=== Items ===
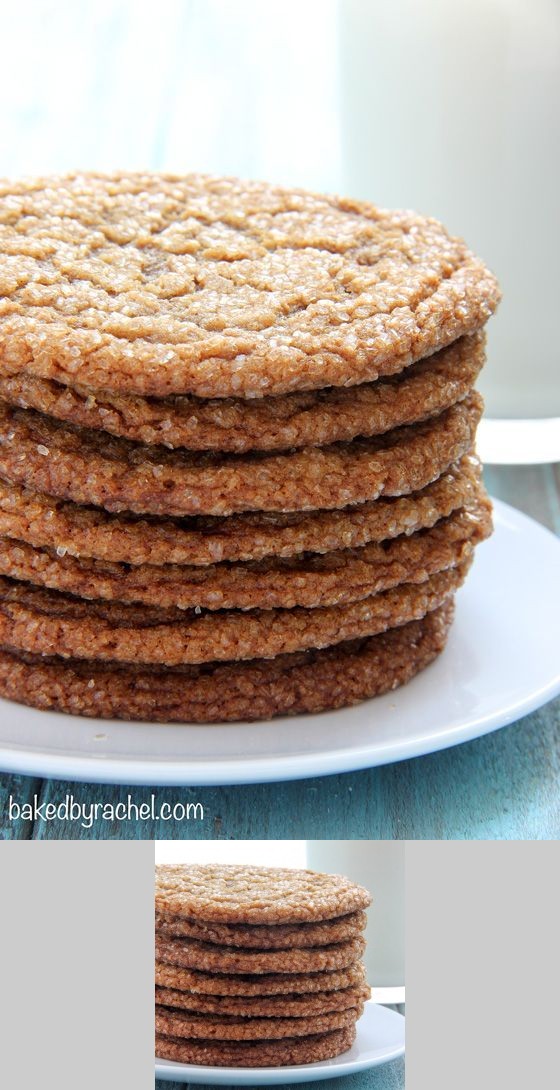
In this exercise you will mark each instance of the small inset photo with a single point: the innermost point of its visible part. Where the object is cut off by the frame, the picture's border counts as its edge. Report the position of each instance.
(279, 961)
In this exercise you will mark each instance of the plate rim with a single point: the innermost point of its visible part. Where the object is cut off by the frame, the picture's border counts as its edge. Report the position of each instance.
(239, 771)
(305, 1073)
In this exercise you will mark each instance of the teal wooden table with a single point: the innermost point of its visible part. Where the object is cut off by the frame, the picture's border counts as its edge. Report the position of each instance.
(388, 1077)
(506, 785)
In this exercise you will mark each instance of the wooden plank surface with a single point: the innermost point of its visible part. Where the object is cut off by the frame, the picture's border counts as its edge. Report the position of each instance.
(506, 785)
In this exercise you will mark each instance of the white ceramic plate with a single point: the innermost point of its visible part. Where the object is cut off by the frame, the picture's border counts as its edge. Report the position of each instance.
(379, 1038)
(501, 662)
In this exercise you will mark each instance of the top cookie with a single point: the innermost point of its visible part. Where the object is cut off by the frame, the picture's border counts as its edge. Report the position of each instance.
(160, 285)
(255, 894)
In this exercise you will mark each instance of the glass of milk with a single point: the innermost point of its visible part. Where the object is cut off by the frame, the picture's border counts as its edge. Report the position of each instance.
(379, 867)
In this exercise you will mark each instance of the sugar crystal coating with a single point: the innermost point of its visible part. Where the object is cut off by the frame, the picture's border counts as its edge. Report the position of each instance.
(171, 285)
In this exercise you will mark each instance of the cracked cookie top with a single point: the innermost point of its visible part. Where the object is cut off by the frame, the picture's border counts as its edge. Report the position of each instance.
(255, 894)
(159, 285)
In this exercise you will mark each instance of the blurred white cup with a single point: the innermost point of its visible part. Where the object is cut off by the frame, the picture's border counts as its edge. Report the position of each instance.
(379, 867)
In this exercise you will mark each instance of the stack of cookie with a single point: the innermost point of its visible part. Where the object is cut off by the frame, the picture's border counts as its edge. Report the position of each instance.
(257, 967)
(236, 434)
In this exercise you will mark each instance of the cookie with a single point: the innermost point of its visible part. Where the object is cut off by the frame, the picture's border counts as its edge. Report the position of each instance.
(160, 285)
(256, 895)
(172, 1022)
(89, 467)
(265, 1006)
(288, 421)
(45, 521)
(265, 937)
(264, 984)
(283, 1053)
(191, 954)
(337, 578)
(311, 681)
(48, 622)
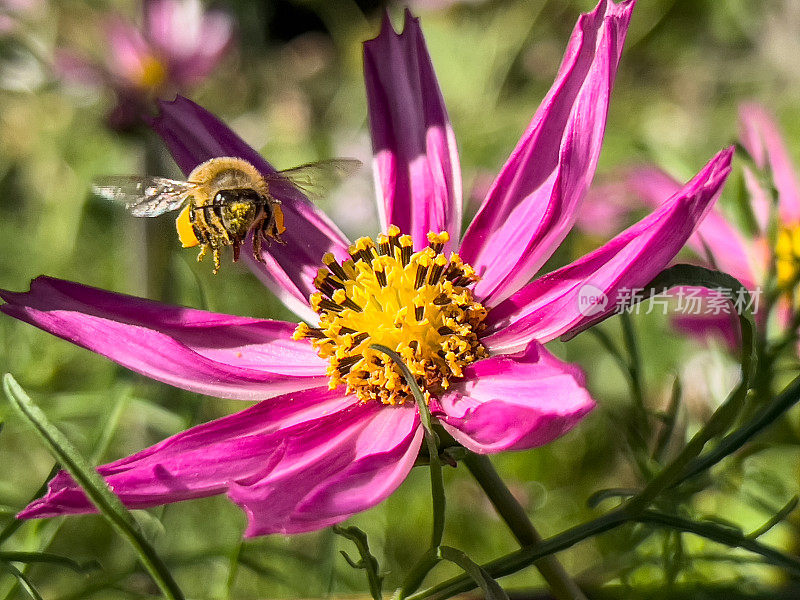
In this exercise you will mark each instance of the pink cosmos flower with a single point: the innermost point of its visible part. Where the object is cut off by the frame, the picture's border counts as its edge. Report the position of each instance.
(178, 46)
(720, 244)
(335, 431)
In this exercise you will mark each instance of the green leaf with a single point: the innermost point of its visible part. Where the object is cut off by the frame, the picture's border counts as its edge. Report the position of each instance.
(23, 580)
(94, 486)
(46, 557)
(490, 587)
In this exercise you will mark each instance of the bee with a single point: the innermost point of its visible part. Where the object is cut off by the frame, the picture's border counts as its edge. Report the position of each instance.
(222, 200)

=== Instructions for the task ===
Reproduce every one of the records above verbatim, omitting the pictures.

=== Output for this task ===
In this exercise you will mark each instance of the small inset photo with a single point: the innermost point of its visible part. Where the object is cut off by the frame, the picture's border counts as its edge. Report the position of each instance.
(279, 961)
In this exercise you will mark each instance of the plate rim with a single point: the innermost point of its visible part. Where the object is cut off by the frame, the picture's border counts as its edge. Report the position of each instance.
(239, 771)
(305, 1073)
In this exercise you will mark each instance of the teal wooden table with a single point: the innermost point of its visible part. Where the object is cut off by the frame, the picture's border counts as its edge. Report the position of each instance.
(388, 1077)
(506, 785)
In this exercise you will mark each instance of the wooden plank surface with a single point: the innermost point of its visible part. Where the object is cut off by the frame, the picture's border counts as its edge. Report the position of each instance.
(506, 785)
In this exercise you will mark each instance of the white ceramic plate with a single point: the innermost point of its visible part. Where the object is cut off by the frame, the picture's border counts as its edge. Report the position of each instance.
(379, 1038)
(501, 662)
In this exercise you will mark each instance of the top cookie with a single point: the innermost point of its visible part. Where the object is cut off by the frame, the picture's border counts as its edge. Report the position of each instance.
(160, 285)
(255, 894)
In this exercise you will mark each instance of the glass of milk with a single point: the innermost point of its visible part. Where the object is cut off by the frame, the picture's border counts as its edge. Report the position of each instance.
(379, 867)
In this exercise you will mark each instance of the sugar crystal coating with a single point: the innermost point of its visible part. Where the object is cut off by the frame, the picture's border counts as its edge. Report the position of each instance.
(171, 285)
In this exercise you will mark each instance of the cracked cookie top with a single point: the innermost point of its visible part. Where the object is cut off by the frame, the picture's border counts as its edge. Report the position of each instance.
(255, 894)
(159, 285)
In this exercise you will mark each instance of the blurred white cup with a single point: the innermost point of its visible part. Where the object is cut off by the frame, the picture's border counts as its edge. Report the position of each instance.
(379, 867)
In this exercise you will mark each instance of the stack of cookie with a single point: the innermost point of its visible part. Where the object is cut off by the frame, the picture's border counts as its edge. Report the position of each instance.
(257, 967)
(236, 434)
In this exercise you will mark each instance of the cookie with a single point: the innermost point of its visible part. Where the object is cut off by the frame, the picture's border counts as its edge. Report the position of each instance.
(160, 285)
(256, 895)
(172, 1022)
(89, 467)
(265, 1006)
(288, 421)
(45, 521)
(265, 937)
(264, 984)
(283, 1053)
(191, 954)
(337, 578)
(311, 681)
(48, 622)
In this exercise you will mark each instance of the pink cosmos flower with a single point: the innermost point of its visible part. Where the object is cut off by the frame, the picture's border counts as its edge. Report the position of each instance.
(178, 46)
(720, 244)
(335, 431)
In this exercise you will mark each instance of the green leaf with a single point: the innermost point of its visible part. Where the object is cut off by the frame, the picture's border counts as its edge. Report the position of each instance.
(23, 580)
(94, 486)
(46, 557)
(490, 587)
In this exercise you will mark each instance of the bee with a single point: the innermost point of its visible part. Where the object is cut off by the frame, the picture's border counts as its edge. Report the position of each instance.
(222, 200)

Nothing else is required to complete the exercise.